----- ENTRIES -----

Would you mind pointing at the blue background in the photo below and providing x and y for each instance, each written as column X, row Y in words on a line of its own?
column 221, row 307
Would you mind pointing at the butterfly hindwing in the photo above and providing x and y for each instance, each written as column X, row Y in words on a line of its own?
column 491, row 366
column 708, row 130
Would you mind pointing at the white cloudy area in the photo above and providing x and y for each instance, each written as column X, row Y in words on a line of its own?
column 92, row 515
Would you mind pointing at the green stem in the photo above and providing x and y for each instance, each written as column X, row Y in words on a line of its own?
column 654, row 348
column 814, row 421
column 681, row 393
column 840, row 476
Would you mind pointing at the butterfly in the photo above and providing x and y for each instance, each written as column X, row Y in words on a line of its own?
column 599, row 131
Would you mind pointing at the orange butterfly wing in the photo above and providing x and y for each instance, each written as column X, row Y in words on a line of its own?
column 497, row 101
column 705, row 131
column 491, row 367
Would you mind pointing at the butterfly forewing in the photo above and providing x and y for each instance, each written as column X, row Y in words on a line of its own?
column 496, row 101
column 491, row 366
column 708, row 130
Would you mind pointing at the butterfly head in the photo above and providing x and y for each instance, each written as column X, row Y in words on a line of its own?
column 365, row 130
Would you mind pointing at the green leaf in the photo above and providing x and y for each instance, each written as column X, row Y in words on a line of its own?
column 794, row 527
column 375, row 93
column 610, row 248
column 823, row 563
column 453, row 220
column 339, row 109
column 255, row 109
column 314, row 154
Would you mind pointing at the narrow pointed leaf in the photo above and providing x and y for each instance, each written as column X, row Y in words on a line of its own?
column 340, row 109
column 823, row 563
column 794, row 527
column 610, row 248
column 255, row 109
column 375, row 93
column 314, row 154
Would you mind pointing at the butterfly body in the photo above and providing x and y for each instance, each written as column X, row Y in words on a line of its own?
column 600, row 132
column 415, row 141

-----

**WHAT IS EXPECTED:** Revise all of the data above by replacing every "butterfly" with "moth" and keeping everything else the same.

**EXPECTED OUTPUT:**
Would you mind pointing at the blue background in the photo below and providing x and y for each instance, each written as column X, row Y in words on a line of its own?
column 221, row 307
Would you mind pointing at the moth hindwing in the photo above and providing x and y for each instance, each written as column X, row Y in words on a line of its own?
column 491, row 366
column 708, row 130
Would you mind pointing at the white cloudy area in the photo above and providing x and y for each instance, each written as column X, row Y in words on a line of its own?
column 92, row 515
Would you mind pointing at the green stem in the photo above and providing x and y for each instance, each written as column X, row Y in words on a line of its own?
column 654, row 348
column 814, row 421
column 681, row 393
column 840, row 476
Would you mind pointing at the moth in the photo above and providing x and y for each instance, each written as column X, row Y in words on a line of its own?
column 599, row 131
Would you mind pointing at the orange moth wing in the photo above and providing x and y for each instance, each written as column X, row Y in words on a line of its own?
column 497, row 101
column 705, row 131
column 491, row 367
Would you mind pointing at the moth forewing in the photo above and providing x and y for each instance, each written as column X, row Y in words on a line of its own?
column 496, row 101
column 491, row 366
column 708, row 130
Would you mind pointing at the moth head in the photo above and providing x and y for each instance, each written as column X, row Y in words on a line of its own?
column 365, row 130
Would you mind pointing at the green leaf in the photo above and providing x and y for each instance, each written as column X, row Y in words on a line of its own?
column 794, row 527
column 375, row 93
column 610, row 248
column 823, row 563
column 453, row 220
column 339, row 109
column 255, row 109
column 314, row 154
Would you mind pointing at the narrow pointed leaf in the photo above and providing x and y for each instance, each written as column X, row Y in words on a line of its own?
column 340, row 109
column 823, row 563
column 794, row 527
column 610, row 248
column 255, row 109
column 375, row 93
column 314, row 154
Would you mind pointing at the moth body in the photo above and providing x and y for each instance, each written as column X, row Y in words on a line of its own?
column 600, row 132
column 415, row 141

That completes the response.